**Exercise requirements**
Copy out every line below that contains the word "front".
--- Extracted material ---
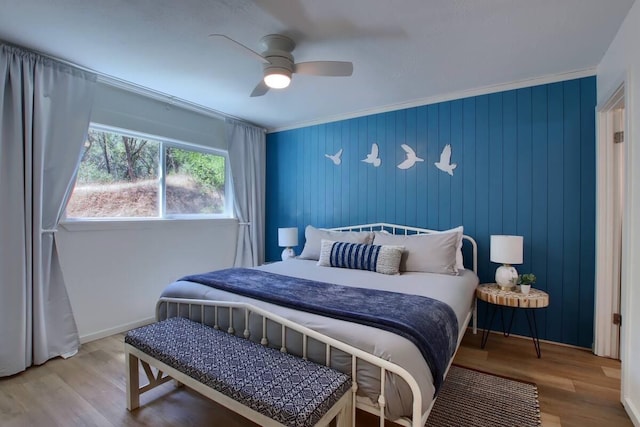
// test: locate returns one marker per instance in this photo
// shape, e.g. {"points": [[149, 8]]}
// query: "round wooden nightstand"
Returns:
{"points": [[498, 298]]}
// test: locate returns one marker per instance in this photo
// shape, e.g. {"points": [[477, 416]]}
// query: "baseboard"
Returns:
{"points": [[115, 330], [632, 411], [524, 337]]}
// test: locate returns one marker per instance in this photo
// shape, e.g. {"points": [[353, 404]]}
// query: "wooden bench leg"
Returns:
{"points": [[133, 382], [344, 417]]}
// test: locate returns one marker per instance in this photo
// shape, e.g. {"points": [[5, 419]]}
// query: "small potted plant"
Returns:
{"points": [[525, 281]]}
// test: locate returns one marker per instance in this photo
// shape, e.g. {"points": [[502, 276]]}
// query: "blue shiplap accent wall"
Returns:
{"points": [[526, 166]]}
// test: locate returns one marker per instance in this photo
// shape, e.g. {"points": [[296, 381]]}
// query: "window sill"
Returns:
{"points": [[143, 223]]}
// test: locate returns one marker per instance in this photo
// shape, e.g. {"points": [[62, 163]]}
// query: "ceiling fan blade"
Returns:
{"points": [[247, 50], [260, 89], [324, 68]]}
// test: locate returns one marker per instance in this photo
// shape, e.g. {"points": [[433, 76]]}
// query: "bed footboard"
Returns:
{"points": [[260, 325]]}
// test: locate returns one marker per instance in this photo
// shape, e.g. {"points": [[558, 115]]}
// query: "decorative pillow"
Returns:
{"points": [[459, 257], [428, 253], [381, 259], [313, 237]]}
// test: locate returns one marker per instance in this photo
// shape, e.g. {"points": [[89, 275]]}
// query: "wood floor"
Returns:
{"points": [[575, 389]]}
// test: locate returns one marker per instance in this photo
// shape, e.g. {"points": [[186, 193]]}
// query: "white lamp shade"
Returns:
{"points": [[277, 79], [506, 249], [288, 237]]}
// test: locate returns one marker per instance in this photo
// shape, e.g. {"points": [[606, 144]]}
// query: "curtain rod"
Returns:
{"points": [[142, 90]]}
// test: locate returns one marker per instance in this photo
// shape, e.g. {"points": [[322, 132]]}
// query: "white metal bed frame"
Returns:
{"points": [[364, 403], [418, 417]]}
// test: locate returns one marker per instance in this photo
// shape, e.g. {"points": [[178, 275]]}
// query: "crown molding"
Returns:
{"points": [[502, 87], [168, 99]]}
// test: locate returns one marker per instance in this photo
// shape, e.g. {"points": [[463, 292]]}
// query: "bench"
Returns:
{"points": [[267, 386]]}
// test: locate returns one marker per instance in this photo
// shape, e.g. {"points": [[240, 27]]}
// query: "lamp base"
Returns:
{"points": [[506, 277], [288, 253]]}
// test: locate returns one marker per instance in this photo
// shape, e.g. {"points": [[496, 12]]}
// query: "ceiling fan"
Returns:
{"points": [[278, 65]]}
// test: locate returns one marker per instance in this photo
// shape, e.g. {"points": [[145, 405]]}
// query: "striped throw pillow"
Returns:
{"points": [[383, 259]]}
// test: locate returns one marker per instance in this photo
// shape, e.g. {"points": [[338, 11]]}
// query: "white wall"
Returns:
{"points": [[621, 63], [115, 272]]}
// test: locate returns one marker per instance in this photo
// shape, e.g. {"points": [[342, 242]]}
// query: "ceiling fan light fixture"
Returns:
{"points": [[277, 78]]}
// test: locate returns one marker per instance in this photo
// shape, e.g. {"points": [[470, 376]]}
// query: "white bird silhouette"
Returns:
{"points": [[335, 158], [411, 158], [373, 156], [445, 161]]}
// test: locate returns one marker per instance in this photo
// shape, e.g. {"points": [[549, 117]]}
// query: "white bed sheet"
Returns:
{"points": [[456, 291]]}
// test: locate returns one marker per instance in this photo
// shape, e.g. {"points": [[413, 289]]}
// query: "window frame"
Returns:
{"points": [[164, 143]]}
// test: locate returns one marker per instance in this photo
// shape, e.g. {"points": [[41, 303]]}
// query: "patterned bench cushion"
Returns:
{"points": [[290, 390]]}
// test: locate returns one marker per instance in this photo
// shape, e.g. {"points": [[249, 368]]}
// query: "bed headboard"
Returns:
{"points": [[406, 230]]}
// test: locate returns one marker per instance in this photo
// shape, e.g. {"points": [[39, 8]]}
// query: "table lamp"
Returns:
{"points": [[506, 250], [287, 238]]}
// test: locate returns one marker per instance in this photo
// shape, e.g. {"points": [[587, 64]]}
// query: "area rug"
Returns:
{"points": [[474, 399]]}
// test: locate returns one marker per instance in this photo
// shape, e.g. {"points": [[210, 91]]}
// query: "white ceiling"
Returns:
{"points": [[403, 51]]}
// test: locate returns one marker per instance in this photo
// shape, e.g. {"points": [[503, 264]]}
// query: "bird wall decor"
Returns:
{"points": [[445, 164], [335, 158], [372, 157], [411, 158]]}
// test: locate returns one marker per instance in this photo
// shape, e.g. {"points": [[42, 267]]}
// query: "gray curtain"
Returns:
{"points": [[247, 156], [44, 116]]}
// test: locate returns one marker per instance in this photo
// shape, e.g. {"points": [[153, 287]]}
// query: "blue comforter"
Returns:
{"points": [[428, 323]]}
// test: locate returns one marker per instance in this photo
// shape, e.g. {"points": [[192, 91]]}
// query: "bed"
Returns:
{"points": [[442, 281]]}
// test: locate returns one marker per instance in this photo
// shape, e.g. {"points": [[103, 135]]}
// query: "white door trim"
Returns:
{"points": [[606, 339]]}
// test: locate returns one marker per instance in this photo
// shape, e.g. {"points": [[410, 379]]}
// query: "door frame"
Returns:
{"points": [[607, 341]]}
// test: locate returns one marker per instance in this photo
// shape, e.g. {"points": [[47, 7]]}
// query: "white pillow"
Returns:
{"points": [[428, 253], [459, 229], [459, 257], [313, 238]]}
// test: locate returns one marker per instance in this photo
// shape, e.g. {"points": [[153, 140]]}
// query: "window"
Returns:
{"points": [[126, 175]]}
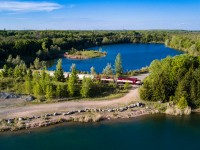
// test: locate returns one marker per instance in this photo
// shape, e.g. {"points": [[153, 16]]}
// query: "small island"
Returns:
{"points": [[84, 54]]}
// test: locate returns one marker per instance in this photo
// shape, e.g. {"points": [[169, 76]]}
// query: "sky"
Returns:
{"points": [[99, 14]]}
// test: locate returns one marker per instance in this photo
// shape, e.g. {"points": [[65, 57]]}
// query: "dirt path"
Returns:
{"points": [[32, 110]]}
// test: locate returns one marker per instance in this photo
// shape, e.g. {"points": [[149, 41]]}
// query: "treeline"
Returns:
{"points": [[189, 43], [41, 85], [174, 79], [48, 44]]}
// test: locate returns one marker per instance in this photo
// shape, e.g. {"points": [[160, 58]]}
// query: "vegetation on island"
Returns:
{"points": [[45, 45], [174, 79], [84, 54], [171, 79], [18, 78]]}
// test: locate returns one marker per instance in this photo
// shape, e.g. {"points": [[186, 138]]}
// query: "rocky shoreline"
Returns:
{"points": [[5, 95], [83, 115]]}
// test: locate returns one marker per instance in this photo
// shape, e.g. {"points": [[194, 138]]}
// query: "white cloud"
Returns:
{"points": [[17, 6]]}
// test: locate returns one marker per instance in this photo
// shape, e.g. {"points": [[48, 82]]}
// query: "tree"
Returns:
{"points": [[108, 70], [49, 92], [58, 91], [71, 86], [118, 65], [36, 63], [182, 103], [5, 71], [17, 72], [86, 87], [37, 90], [28, 85], [127, 86], [59, 73], [92, 70]]}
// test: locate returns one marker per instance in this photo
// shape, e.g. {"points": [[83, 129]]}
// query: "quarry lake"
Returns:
{"points": [[154, 132], [134, 56]]}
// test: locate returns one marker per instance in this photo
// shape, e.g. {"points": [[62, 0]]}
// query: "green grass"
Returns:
{"points": [[89, 54]]}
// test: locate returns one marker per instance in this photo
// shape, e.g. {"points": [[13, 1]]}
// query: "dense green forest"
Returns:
{"points": [[49, 44], [44, 87], [174, 79], [189, 43]]}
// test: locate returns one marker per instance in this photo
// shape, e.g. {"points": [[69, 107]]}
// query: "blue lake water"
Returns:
{"points": [[158, 132], [134, 56]]}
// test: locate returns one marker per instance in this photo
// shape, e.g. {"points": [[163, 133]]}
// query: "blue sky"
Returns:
{"points": [[100, 14]]}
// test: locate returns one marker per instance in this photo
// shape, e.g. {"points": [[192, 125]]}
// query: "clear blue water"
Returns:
{"points": [[134, 56], [147, 133]]}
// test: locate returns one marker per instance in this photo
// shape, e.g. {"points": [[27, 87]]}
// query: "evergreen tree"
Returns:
{"points": [[5, 71], [28, 85], [17, 72], [118, 65], [71, 86], [49, 92], [108, 70], [59, 73], [92, 71], [10, 72], [36, 63], [58, 91], [182, 103], [86, 87], [37, 90]]}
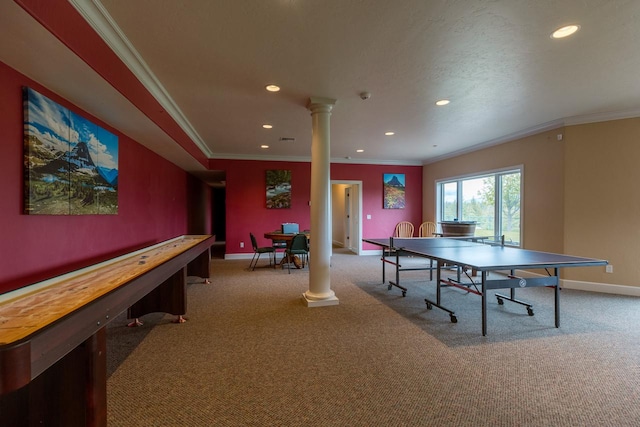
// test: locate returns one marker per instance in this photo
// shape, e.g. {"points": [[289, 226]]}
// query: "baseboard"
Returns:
{"points": [[606, 288], [238, 256], [578, 285], [368, 252]]}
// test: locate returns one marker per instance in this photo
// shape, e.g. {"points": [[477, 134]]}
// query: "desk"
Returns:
{"points": [[53, 335], [276, 236], [486, 258]]}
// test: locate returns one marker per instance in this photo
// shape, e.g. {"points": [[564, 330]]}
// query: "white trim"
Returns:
{"points": [[605, 288], [578, 285], [226, 156], [105, 26], [370, 252]]}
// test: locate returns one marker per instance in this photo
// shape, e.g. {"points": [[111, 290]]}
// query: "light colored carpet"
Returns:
{"points": [[252, 354]]}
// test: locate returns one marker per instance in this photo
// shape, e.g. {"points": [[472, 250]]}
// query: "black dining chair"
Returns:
{"points": [[298, 246], [257, 251]]}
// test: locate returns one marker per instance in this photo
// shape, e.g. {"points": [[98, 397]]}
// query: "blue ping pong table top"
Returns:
{"points": [[483, 257]]}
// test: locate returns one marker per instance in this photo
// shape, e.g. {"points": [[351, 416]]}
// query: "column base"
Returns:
{"points": [[320, 302]]}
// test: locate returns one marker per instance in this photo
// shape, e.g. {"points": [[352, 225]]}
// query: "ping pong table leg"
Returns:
{"points": [[383, 262], [431, 304], [557, 297], [484, 303]]}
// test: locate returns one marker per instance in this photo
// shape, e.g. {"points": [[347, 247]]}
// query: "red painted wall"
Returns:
{"points": [[246, 210], [152, 203]]}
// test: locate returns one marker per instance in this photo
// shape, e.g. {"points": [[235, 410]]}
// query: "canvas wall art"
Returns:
{"points": [[278, 189], [70, 163], [394, 191]]}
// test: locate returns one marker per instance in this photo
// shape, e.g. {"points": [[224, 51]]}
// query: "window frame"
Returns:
{"points": [[496, 174]]}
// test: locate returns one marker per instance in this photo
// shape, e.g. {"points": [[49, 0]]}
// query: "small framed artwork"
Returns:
{"points": [[278, 189], [394, 191]]}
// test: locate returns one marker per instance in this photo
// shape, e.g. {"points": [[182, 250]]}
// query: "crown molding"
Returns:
{"points": [[222, 156], [99, 19]]}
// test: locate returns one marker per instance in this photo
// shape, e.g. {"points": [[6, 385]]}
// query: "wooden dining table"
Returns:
{"points": [[276, 236]]}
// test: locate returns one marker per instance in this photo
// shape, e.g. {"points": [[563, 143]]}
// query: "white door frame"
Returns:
{"points": [[356, 217]]}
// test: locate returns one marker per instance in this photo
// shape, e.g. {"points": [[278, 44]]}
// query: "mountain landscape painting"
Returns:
{"points": [[393, 191], [70, 163]]}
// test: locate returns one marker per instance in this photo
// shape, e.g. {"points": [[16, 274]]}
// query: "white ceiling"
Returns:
{"points": [[494, 59]]}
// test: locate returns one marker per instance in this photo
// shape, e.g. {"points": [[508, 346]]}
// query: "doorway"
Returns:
{"points": [[346, 215]]}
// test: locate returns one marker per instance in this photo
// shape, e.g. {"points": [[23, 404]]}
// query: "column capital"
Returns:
{"points": [[317, 104]]}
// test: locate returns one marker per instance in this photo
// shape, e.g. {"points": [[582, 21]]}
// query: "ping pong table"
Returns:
{"points": [[470, 254]]}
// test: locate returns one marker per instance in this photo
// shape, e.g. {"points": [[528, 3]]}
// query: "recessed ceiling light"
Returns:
{"points": [[565, 31]]}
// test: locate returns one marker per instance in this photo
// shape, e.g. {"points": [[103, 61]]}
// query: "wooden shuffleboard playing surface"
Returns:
{"points": [[28, 310], [53, 333]]}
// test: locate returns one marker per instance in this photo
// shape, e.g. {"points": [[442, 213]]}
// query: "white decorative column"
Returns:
{"points": [[320, 293]]}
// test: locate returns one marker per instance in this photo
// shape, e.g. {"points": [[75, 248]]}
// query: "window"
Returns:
{"points": [[493, 200]]}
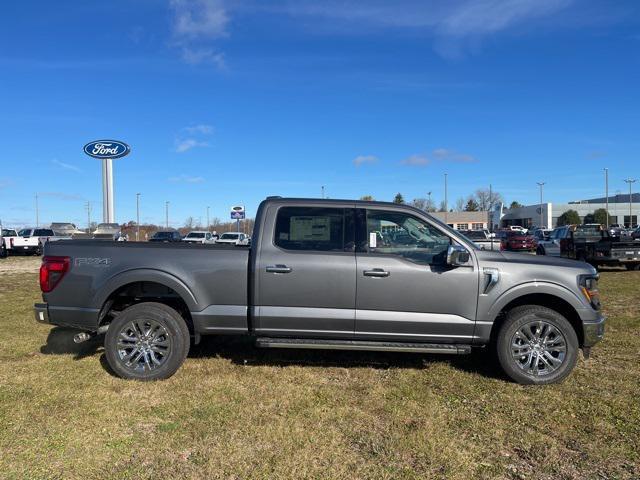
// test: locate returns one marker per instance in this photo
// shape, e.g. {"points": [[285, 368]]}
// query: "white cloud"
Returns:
{"points": [[364, 159], [186, 144], [201, 129], [65, 166], [195, 23], [454, 25], [416, 160], [186, 179]]}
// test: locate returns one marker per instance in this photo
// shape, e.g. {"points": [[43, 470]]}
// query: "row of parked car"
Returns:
{"points": [[202, 237], [30, 241], [592, 243]]}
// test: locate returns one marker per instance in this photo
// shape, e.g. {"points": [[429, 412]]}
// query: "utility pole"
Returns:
{"points": [[541, 185], [630, 181], [446, 199], [490, 208], [88, 217], [137, 217], [606, 193]]}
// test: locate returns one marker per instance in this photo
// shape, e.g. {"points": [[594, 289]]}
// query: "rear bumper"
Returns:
{"points": [[41, 311], [593, 330], [82, 318]]}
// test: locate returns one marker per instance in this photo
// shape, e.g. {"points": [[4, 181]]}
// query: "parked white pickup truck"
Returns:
{"points": [[31, 240], [6, 241]]}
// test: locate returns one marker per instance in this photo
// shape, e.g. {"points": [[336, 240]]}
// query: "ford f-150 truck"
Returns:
{"points": [[328, 274]]}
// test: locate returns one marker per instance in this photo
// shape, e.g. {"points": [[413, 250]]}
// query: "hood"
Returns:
{"points": [[524, 259]]}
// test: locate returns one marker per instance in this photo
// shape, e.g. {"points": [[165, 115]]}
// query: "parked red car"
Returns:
{"points": [[517, 241]]}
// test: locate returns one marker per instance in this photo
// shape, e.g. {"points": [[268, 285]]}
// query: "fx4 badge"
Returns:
{"points": [[92, 262]]}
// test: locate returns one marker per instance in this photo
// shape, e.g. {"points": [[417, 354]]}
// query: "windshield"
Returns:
{"points": [[163, 235]]}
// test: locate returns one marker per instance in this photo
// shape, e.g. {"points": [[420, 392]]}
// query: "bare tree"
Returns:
{"points": [[486, 199]]}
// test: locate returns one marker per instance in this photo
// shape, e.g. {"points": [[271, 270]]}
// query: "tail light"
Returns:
{"points": [[51, 272]]}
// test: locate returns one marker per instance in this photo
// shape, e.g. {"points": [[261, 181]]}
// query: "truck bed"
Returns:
{"points": [[211, 280]]}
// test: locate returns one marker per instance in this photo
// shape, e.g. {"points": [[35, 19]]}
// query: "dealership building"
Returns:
{"points": [[530, 215]]}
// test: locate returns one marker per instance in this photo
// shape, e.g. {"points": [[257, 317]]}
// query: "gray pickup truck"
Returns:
{"points": [[328, 274]]}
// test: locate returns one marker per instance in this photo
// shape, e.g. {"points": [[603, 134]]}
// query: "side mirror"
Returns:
{"points": [[457, 256]]}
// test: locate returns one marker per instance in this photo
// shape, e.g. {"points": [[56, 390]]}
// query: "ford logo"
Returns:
{"points": [[106, 149]]}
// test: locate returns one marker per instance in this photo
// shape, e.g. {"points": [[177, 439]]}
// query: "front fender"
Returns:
{"points": [[535, 287], [145, 275]]}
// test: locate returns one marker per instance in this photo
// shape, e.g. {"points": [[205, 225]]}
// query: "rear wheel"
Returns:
{"points": [[147, 341], [537, 345]]}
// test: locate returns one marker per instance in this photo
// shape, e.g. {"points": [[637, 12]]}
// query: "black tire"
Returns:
{"points": [[169, 330], [521, 319]]}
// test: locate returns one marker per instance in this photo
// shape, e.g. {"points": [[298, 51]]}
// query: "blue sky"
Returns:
{"points": [[228, 102]]}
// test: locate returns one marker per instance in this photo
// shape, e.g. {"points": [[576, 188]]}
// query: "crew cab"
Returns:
{"points": [[197, 236], [31, 240], [327, 274]]}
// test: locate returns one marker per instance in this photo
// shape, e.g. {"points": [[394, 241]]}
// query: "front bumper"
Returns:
{"points": [[593, 330], [41, 311]]}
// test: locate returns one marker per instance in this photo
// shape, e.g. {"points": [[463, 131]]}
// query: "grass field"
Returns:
{"points": [[236, 412]]}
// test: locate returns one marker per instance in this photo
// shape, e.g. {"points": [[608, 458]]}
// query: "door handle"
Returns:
{"points": [[278, 269], [376, 272]]}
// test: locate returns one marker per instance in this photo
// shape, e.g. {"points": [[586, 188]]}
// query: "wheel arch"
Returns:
{"points": [[551, 301]]}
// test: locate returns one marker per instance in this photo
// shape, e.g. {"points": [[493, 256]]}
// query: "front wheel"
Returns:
{"points": [[147, 341], [537, 345]]}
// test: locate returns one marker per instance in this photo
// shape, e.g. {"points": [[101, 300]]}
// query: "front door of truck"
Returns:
{"points": [[405, 289], [305, 277]]}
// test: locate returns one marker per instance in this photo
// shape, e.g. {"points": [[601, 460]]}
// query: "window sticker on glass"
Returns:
{"points": [[310, 228], [373, 240]]}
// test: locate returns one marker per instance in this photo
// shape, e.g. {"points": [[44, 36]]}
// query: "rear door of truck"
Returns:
{"points": [[305, 271]]}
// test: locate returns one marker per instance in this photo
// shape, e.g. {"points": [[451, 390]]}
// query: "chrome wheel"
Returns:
{"points": [[143, 345], [538, 348]]}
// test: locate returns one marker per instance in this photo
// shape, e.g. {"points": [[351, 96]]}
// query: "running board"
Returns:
{"points": [[266, 342]]}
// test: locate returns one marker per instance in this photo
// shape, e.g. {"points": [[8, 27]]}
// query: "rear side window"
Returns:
{"points": [[311, 228]]}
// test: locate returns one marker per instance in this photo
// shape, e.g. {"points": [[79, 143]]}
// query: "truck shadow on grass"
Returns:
{"points": [[242, 351], [60, 342]]}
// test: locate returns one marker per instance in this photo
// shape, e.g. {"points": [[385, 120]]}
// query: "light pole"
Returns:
{"points": [[137, 217], [37, 212], [606, 193], [630, 181], [446, 200], [541, 184], [88, 217]]}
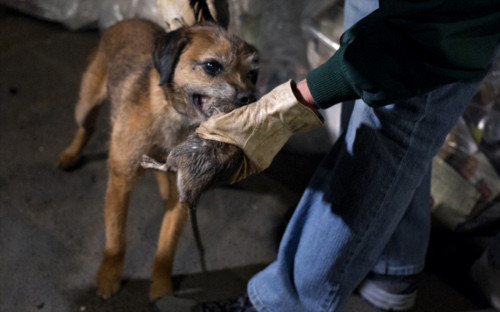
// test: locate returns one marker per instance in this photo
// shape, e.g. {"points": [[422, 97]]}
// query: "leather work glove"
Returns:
{"points": [[262, 128]]}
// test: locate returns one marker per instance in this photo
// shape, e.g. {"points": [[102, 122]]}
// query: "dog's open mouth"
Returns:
{"points": [[198, 102]]}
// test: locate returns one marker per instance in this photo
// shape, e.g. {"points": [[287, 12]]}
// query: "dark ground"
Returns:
{"points": [[51, 225]]}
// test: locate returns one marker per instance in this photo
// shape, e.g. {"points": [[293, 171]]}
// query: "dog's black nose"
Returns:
{"points": [[244, 98]]}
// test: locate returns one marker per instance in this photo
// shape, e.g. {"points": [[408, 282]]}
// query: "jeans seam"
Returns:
{"points": [[326, 306], [255, 299]]}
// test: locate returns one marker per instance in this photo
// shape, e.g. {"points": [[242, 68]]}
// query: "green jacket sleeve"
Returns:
{"points": [[409, 47]]}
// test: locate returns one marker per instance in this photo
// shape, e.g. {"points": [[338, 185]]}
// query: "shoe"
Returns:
{"points": [[239, 304], [390, 292], [487, 279]]}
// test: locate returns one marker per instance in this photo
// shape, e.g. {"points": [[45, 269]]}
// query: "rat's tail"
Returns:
{"points": [[197, 236]]}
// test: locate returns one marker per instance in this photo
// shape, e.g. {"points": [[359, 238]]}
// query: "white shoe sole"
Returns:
{"points": [[384, 300]]}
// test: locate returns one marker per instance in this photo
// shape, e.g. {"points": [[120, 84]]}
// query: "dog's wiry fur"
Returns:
{"points": [[160, 86]]}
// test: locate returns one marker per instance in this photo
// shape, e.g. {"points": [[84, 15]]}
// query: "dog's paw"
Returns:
{"points": [[67, 161], [108, 278]]}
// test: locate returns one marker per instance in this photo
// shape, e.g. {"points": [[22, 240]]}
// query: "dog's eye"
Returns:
{"points": [[212, 68], [253, 75]]}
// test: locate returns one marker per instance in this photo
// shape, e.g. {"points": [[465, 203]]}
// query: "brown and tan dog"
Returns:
---
**Full output**
// query: "front fender"
// query: "front bumper"
// query: "front wheel"
// query: "front door of truck"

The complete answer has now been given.